REQUIRED TASK
Can you rewrite the records from the line containing "outline <item>white chevron" through the line containing "[[[114,729],[100,771],[170,771],[170,759],[158,736]]]", moving each outline vertex coordinate in the answers by adding 91 to it, and give back only those lines, requests included, with the requests left unchanged?
** start of TASK DATA **
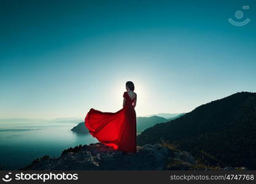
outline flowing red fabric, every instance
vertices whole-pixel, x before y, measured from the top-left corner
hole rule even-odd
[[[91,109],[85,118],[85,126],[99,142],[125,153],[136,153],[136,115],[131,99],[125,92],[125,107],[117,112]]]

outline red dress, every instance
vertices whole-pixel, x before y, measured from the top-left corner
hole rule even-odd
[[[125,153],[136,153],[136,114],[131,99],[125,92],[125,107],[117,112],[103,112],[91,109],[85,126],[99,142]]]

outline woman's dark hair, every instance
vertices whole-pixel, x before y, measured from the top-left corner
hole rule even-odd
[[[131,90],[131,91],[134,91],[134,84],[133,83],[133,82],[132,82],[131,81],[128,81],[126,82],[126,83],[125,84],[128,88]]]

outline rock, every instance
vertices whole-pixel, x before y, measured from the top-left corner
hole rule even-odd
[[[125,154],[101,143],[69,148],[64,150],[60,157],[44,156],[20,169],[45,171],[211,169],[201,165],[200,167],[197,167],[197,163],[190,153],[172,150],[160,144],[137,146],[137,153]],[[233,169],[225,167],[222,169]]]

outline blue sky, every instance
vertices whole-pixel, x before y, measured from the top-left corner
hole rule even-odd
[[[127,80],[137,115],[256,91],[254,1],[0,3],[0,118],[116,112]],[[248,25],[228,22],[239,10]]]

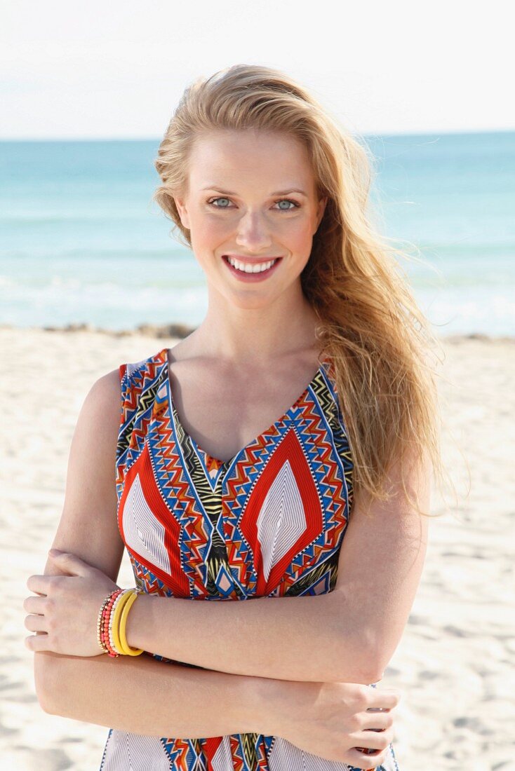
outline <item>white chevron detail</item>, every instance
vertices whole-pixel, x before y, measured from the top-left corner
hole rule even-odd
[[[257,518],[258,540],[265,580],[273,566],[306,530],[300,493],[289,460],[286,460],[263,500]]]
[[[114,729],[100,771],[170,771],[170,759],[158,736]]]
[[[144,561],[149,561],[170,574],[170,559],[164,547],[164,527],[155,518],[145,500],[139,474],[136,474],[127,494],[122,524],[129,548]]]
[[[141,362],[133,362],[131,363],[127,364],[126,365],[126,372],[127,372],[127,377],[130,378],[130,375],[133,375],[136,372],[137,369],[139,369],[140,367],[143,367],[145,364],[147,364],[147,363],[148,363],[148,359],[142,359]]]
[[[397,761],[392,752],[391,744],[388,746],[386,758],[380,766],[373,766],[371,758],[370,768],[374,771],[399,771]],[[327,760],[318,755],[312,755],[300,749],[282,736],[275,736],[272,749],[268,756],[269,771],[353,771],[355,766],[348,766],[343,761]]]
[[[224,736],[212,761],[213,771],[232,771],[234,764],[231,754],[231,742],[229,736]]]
** end of TASK DATA **
** start of TASK DATA **
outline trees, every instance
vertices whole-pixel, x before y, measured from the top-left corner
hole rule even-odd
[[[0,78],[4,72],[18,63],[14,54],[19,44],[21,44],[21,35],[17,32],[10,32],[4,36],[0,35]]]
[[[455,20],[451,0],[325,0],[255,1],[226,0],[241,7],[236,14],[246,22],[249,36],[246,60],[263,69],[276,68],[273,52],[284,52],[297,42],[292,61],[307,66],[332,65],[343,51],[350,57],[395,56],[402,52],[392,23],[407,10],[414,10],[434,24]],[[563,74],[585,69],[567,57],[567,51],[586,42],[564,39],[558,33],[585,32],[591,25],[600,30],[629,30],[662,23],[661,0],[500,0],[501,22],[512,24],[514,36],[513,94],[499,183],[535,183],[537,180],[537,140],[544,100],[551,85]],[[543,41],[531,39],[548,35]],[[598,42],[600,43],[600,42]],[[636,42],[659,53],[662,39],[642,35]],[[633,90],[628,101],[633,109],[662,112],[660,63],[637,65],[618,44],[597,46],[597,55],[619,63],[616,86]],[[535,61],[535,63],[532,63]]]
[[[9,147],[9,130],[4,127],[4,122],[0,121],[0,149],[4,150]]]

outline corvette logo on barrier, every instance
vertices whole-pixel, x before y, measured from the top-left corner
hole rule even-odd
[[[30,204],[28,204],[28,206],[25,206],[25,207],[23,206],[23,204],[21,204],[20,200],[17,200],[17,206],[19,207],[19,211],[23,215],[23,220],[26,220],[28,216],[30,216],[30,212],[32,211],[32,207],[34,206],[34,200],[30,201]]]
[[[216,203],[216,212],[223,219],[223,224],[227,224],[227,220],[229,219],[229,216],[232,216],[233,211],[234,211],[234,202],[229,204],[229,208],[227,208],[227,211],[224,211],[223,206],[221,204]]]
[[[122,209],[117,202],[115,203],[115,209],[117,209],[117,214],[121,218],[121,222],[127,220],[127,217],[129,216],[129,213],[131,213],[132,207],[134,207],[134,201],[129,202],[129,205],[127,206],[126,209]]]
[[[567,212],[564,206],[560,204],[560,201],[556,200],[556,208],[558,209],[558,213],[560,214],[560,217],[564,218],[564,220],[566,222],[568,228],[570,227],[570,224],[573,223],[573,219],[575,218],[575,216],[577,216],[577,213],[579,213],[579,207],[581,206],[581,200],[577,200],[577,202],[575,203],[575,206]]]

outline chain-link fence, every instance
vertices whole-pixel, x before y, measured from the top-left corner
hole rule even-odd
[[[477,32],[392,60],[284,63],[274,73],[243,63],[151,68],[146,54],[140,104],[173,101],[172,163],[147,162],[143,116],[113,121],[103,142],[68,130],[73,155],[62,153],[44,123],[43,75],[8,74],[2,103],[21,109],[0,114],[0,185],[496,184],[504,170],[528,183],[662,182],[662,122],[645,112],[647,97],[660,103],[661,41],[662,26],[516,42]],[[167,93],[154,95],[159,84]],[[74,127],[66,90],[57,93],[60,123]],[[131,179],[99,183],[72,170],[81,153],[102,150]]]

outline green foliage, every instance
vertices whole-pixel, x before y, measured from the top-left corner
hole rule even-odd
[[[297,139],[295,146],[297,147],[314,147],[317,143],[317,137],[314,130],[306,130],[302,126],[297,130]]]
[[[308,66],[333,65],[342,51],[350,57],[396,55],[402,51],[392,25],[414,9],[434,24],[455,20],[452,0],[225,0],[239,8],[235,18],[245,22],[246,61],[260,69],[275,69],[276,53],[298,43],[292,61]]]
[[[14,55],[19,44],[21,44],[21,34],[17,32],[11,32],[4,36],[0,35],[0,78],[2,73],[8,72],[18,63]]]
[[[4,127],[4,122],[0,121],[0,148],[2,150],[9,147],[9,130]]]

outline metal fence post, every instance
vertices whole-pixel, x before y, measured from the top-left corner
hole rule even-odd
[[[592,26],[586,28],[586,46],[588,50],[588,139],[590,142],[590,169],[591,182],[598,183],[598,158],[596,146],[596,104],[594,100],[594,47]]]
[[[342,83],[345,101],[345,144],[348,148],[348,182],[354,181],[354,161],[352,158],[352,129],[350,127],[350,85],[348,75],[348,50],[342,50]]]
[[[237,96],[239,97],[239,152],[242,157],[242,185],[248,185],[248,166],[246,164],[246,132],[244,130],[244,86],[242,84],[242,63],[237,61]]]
** end of TASK DATA **
** start of TASK DATA **
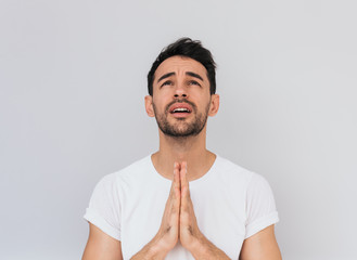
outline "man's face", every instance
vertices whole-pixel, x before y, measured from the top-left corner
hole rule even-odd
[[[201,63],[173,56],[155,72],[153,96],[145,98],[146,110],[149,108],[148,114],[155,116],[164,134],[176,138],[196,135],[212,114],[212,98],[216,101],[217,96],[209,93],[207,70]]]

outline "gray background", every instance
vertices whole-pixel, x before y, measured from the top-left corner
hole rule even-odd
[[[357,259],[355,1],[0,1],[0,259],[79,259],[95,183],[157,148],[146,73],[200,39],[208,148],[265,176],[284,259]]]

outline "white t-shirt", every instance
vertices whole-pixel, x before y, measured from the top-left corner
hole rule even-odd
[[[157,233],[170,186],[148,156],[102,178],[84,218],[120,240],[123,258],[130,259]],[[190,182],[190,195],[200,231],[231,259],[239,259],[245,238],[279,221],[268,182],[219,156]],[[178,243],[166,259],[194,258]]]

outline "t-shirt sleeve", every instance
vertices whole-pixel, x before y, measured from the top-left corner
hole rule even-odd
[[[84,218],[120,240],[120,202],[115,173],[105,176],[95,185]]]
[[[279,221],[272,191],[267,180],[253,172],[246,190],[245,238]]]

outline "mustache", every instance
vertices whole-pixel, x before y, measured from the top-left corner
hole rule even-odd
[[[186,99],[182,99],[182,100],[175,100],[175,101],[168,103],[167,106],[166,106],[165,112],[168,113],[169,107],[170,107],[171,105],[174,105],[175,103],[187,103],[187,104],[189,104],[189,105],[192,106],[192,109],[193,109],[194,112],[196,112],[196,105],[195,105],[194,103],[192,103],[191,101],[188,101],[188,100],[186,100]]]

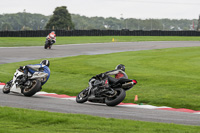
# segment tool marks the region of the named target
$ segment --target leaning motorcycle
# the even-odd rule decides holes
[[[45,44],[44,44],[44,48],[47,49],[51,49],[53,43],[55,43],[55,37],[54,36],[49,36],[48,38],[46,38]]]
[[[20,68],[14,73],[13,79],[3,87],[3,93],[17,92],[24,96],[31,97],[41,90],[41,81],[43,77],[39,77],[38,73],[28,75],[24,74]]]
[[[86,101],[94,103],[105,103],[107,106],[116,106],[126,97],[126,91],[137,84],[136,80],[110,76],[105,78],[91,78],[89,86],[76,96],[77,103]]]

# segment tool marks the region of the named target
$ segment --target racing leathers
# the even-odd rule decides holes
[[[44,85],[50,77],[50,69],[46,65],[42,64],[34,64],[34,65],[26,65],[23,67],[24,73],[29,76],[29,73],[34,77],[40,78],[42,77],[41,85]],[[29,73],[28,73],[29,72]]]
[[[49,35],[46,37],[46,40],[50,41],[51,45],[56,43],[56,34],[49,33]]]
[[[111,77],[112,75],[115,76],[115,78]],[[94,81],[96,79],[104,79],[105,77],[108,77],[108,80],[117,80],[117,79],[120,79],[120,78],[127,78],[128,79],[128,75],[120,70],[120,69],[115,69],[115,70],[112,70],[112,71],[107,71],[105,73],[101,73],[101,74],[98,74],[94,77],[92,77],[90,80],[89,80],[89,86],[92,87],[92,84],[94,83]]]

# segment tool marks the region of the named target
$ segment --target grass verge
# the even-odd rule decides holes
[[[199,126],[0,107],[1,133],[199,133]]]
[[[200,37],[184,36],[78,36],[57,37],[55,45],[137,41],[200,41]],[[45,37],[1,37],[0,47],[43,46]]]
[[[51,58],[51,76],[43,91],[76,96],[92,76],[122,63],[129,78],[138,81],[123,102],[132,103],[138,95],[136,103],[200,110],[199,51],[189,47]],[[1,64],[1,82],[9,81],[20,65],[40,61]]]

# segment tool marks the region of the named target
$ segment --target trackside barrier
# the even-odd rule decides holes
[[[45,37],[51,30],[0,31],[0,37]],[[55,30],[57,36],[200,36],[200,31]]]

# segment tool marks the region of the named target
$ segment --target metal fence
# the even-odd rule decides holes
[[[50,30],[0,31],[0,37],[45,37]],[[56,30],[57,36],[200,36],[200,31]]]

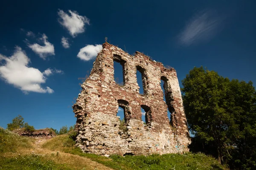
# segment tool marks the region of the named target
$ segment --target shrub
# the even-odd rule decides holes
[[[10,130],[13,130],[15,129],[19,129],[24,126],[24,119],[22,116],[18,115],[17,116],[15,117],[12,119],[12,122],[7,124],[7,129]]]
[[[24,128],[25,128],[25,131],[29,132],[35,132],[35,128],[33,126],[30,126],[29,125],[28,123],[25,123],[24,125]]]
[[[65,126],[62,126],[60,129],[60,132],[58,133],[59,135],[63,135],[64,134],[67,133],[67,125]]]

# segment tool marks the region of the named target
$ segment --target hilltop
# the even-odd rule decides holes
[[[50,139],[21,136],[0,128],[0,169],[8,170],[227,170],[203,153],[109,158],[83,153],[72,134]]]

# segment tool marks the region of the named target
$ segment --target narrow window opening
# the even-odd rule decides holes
** end of TASK DATA **
ANSWER IN FULL
outline <item>white chevron detail</item>, every instance
vertices whole-pixel, x before y, measured from the top-left corner
hole rule even-odd
[[[348,609],[349,631],[356,671],[364,657],[397,621],[391,584],[380,551],[377,551],[354,591]]]
[[[205,820],[191,862],[261,862],[261,850],[249,827]]]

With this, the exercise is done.